--- Work to be completed ---
Could you copy every one of the entries below character for character, changing nothing?

--- Records provided ---
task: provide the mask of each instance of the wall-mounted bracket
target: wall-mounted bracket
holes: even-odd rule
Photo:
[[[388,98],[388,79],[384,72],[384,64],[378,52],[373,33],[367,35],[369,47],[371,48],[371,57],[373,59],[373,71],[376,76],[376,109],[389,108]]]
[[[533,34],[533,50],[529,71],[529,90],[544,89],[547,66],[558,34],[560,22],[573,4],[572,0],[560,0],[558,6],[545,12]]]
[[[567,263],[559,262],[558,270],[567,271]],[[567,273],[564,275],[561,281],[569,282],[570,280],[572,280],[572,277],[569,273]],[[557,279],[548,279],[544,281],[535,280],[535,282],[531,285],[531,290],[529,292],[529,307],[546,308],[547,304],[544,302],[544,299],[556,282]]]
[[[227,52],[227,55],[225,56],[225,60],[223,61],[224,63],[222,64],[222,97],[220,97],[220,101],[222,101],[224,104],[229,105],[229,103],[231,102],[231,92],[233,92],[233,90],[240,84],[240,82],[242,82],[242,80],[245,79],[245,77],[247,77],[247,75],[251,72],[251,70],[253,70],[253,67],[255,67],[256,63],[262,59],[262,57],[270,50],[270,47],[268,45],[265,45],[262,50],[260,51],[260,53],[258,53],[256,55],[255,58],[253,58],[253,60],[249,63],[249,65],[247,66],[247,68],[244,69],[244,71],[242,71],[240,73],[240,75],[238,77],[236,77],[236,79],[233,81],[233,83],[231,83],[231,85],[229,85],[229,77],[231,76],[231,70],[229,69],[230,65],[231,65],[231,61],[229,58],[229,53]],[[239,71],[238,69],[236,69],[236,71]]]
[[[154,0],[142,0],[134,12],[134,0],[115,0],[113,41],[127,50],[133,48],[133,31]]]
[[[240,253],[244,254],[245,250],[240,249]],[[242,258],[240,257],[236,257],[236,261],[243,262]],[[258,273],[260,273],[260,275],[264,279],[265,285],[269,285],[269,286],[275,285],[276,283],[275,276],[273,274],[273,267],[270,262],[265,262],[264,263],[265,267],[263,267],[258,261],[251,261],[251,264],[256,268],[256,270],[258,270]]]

--- Correct result ---
task: provide the mask of each instance of the wall-mounted bracket
target: wall-mounted bracket
holes: even-odd rule
Photo:
[[[388,98],[388,79],[384,72],[384,64],[378,52],[373,33],[367,35],[369,47],[371,48],[371,57],[373,59],[373,71],[376,76],[376,109],[389,108]]]
[[[533,34],[533,50],[529,71],[529,90],[544,89],[547,66],[558,34],[560,22],[573,4],[572,0],[560,0],[558,6],[545,12]]]
[[[567,263],[559,262],[558,270],[567,271]],[[567,273],[564,275],[561,281],[569,282],[570,280],[572,280],[572,277],[569,273]],[[557,279],[548,279],[544,281],[535,280],[535,282],[531,285],[531,290],[529,292],[529,307],[546,308],[547,304],[544,302],[544,299],[556,282]]]
[[[227,52],[227,55],[225,56],[225,60],[223,61],[224,63],[222,64],[222,97],[220,97],[220,101],[222,101],[224,104],[229,105],[229,103],[231,102],[231,92],[233,92],[233,90],[240,84],[240,82],[242,82],[242,80],[245,79],[245,77],[247,77],[247,75],[251,72],[251,70],[253,70],[253,67],[255,67],[256,63],[262,59],[262,57],[270,50],[270,47],[268,45],[265,45],[262,50],[260,51],[260,53],[258,53],[256,55],[255,58],[253,58],[253,60],[249,63],[249,65],[247,66],[247,68],[244,69],[244,71],[242,71],[240,73],[240,75],[238,77],[236,77],[236,79],[233,81],[233,83],[231,83],[231,85],[229,85],[229,77],[231,76],[231,70],[229,69],[230,65],[231,65],[231,61],[229,58],[229,53]],[[239,71],[238,69],[236,69],[236,71]]]
[[[154,0],[142,0],[134,12],[134,0],[115,0],[113,41],[127,50],[133,48],[133,31]]]
[[[240,253],[244,254],[245,250],[240,249]],[[242,258],[240,257],[236,257],[236,261],[243,262]],[[258,273],[260,273],[260,275],[264,279],[265,285],[269,285],[269,286],[275,285],[276,283],[275,276],[273,274],[273,267],[270,262],[265,262],[264,263],[265,267],[263,267],[258,261],[251,261],[251,264],[256,268],[256,270],[258,270]]]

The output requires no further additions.